Directions: Would you transcribe the whole listing exactly, minus its pictures?
:: Exercise inputs ::
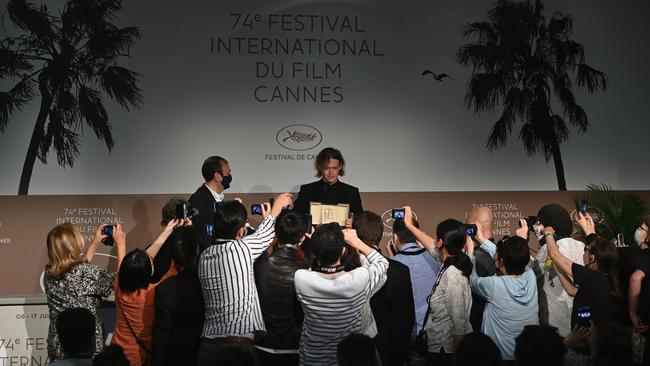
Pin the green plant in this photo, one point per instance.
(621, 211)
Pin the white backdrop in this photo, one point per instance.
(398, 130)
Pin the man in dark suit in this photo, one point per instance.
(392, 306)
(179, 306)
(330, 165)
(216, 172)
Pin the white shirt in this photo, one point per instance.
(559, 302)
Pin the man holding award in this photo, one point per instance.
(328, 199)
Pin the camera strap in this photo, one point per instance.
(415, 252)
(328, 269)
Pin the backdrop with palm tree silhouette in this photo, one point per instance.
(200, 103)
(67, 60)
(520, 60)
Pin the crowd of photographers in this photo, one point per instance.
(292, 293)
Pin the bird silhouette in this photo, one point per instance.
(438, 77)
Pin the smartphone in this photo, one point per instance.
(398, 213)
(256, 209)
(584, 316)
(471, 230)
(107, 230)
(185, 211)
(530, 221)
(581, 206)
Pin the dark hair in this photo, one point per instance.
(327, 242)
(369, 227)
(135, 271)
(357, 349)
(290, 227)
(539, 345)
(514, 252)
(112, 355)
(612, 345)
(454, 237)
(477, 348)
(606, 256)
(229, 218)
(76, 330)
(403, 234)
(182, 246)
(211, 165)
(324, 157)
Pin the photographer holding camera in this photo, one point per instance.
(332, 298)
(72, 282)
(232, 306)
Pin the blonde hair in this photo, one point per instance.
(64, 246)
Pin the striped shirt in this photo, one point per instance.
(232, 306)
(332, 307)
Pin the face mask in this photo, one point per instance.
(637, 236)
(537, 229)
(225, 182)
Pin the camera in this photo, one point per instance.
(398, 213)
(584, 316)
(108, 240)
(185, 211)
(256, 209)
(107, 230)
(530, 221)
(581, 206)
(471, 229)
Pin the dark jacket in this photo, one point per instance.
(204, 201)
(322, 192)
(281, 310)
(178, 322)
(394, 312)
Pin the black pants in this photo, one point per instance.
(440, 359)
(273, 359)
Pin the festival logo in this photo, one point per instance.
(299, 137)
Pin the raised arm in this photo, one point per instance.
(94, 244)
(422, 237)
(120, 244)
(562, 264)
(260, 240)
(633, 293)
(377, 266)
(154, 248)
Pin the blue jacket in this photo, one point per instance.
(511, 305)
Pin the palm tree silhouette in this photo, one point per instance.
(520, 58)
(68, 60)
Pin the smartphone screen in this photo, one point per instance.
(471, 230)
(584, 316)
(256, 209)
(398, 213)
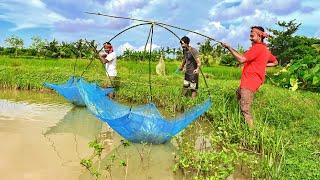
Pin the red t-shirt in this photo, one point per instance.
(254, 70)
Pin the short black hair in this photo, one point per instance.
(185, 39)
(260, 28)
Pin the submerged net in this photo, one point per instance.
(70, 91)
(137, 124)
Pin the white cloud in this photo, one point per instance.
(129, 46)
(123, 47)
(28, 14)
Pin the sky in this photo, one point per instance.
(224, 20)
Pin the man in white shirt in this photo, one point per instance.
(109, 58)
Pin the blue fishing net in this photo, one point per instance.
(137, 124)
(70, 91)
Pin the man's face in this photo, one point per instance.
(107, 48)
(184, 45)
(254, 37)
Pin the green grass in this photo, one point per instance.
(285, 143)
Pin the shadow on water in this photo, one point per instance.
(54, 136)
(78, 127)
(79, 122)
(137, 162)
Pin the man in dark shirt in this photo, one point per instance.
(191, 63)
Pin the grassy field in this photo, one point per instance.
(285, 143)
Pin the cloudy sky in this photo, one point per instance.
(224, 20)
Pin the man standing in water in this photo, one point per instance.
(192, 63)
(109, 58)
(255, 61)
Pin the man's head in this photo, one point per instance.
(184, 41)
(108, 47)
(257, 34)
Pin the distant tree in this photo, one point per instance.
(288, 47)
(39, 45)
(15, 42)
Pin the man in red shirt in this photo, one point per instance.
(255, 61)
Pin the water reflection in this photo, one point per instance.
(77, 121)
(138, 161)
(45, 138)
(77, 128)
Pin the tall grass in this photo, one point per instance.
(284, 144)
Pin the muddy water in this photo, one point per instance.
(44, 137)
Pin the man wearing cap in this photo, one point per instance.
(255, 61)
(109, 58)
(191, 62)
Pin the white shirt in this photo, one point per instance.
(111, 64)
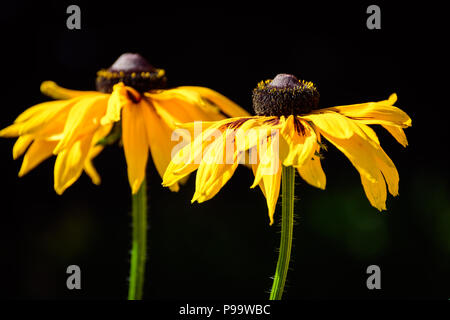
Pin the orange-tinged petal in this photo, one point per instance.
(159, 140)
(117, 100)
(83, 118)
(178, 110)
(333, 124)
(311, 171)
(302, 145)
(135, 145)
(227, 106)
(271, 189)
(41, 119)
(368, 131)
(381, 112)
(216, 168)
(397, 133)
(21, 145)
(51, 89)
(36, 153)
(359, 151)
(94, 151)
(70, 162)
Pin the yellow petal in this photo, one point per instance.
:::
Task output:
Pin the green plant in this photo, one point per instance.
(621, 211)
Pin the white backdrop in this photo, one point per instance.
(398, 130)
Pin the man in dark suit in this photo, one point per instance.
(392, 306)
(179, 306)
(330, 165)
(216, 172)
Pin the white shirt in this photo, one point per instance.
(559, 302)
Pin the man holding award in this photo, one point per instance.
(328, 199)
Pin the camera strap in this photo, one point per instance.
(415, 252)
(328, 269)
Pin the backdrop with palm tree silhouette in this photo, one point per instance.
(200, 103)
(67, 60)
(520, 60)
Pin the crowd of photographers in this photo, one point per instance.
(292, 293)
Pin the bird silhouette in this photo, one point per instance.
(438, 77)
Pin the smartphone in this photo, one point per instance.
(398, 213)
(256, 209)
(584, 316)
(471, 230)
(107, 230)
(185, 211)
(530, 221)
(581, 206)
Pin the dark hair in this photo, one point per instance.
(327, 242)
(369, 227)
(135, 271)
(357, 349)
(290, 227)
(539, 345)
(514, 252)
(112, 355)
(612, 345)
(454, 237)
(477, 348)
(606, 256)
(229, 218)
(76, 330)
(403, 234)
(182, 246)
(211, 165)
(324, 157)
Pin the photographer holding camera in this photo, one point per instance.
(332, 298)
(72, 282)
(232, 306)
Pin the blonde hair in this photo, one point per instance.
(64, 246)
Pin the striped shirt in this photo, one point per instance.
(232, 306)
(332, 307)
Pin the face mask in this photo, one point per instance.
(637, 236)
(537, 229)
(225, 182)
Pin the camera in this photo, one point per instance.
(398, 213)
(584, 316)
(108, 240)
(185, 211)
(256, 209)
(107, 230)
(530, 221)
(581, 206)
(471, 229)
Pin the dark jacket in this photo, one point per instance.
(204, 201)
(322, 192)
(281, 310)
(178, 322)
(394, 312)
Pin the black pants in this photo, one point per instance.
(440, 359)
(273, 359)
Pin the festival logo in this photo, one point per instance.
(299, 137)
Pin the raised arm in this photo, one point per instance.
(94, 244)
(422, 237)
(120, 244)
(562, 264)
(260, 240)
(633, 293)
(377, 266)
(154, 248)
Pin the blue jacket in this photo, one point per instance.
(511, 305)
Pin the palm tree silhouette in this photo, one point per instance.
(520, 58)
(68, 60)
Pin the smartphone screen in this photo, one point per instance.
(471, 230)
(584, 316)
(256, 209)
(398, 213)
Pin the red t-shirt in this photo, one point per instance.
(254, 70)
Pin the short black hair in this photo, one point per instance.
(185, 39)
(260, 28)
Pin the submerged net in this photo, one point per instance.
(70, 91)
(137, 124)
Pin the white cloud in this photo, one point per instance.
(129, 46)
(123, 47)
(28, 14)
Pin the sky in this photo, one point per instance.
(224, 20)
Pin the man in white shirt in this photo, one point per instance.
(109, 58)
Pin the blue fishing net in this photo, one point per instance.
(137, 124)
(70, 91)
Pin the man's face in this photo, one point per instance.
(107, 48)
(184, 45)
(254, 37)
Pin the green grass in this photo, one point per instance.
(285, 143)
Pin the shadow on water in this photo, one point per instance.
(54, 136)
(78, 127)
(79, 122)
(137, 162)
Pin the man in dark shirt in this photo, one point per instance.
(191, 63)
Pin the grassy field in this photo, one point per instance.
(285, 143)
Pin the cloudy sky in this photo, one point per instance.
(224, 20)
Pin the man standing in water in this photo, one point per instance.
(192, 63)
(109, 58)
(255, 61)
Pin the man's head in this photo, one point per instance.
(184, 41)
(108, 47)
(257, 34)
Pin the distant tree in this photo, one point per instance.
(288, 47)
(39, 45)
(15, 42)
Pin the man in red shirt in this photo, one point per instance.
(255, 61)
Pin the water reflection in this photo, one point per instance.
(77, 121)
(138, 161)
(45, 138)
(77, 128)
Pin the tall grass in this photo, one point per instance.
(284, 144)
Pin the muddy water in this photo, one point per instance.
(44, 137)
Pin the man wearing cap in this photo, one point per instance.
(255, 61)
(109, 58)
(191, 62)
Pin the white shirt in this photo, one point per instance.
(111, 64)
Pin the orange-tinged petal in this photo, one point per instance.
(159, 140)
(117, 100)
(83, 118)
(178, 110)
(333, 124)
(311, 171)
(302, 145)
(135, 145)
(227, 106)
(271, 189)
(41, 119)
(368, 131)
(381, 112)
(216, 168)
(397, 133)
(21, 145)
(51, 89)
(36, 153)
(359, 151)
(94, 151)
(70, 162)
Pin the yellow petal in this photo, one point per instance.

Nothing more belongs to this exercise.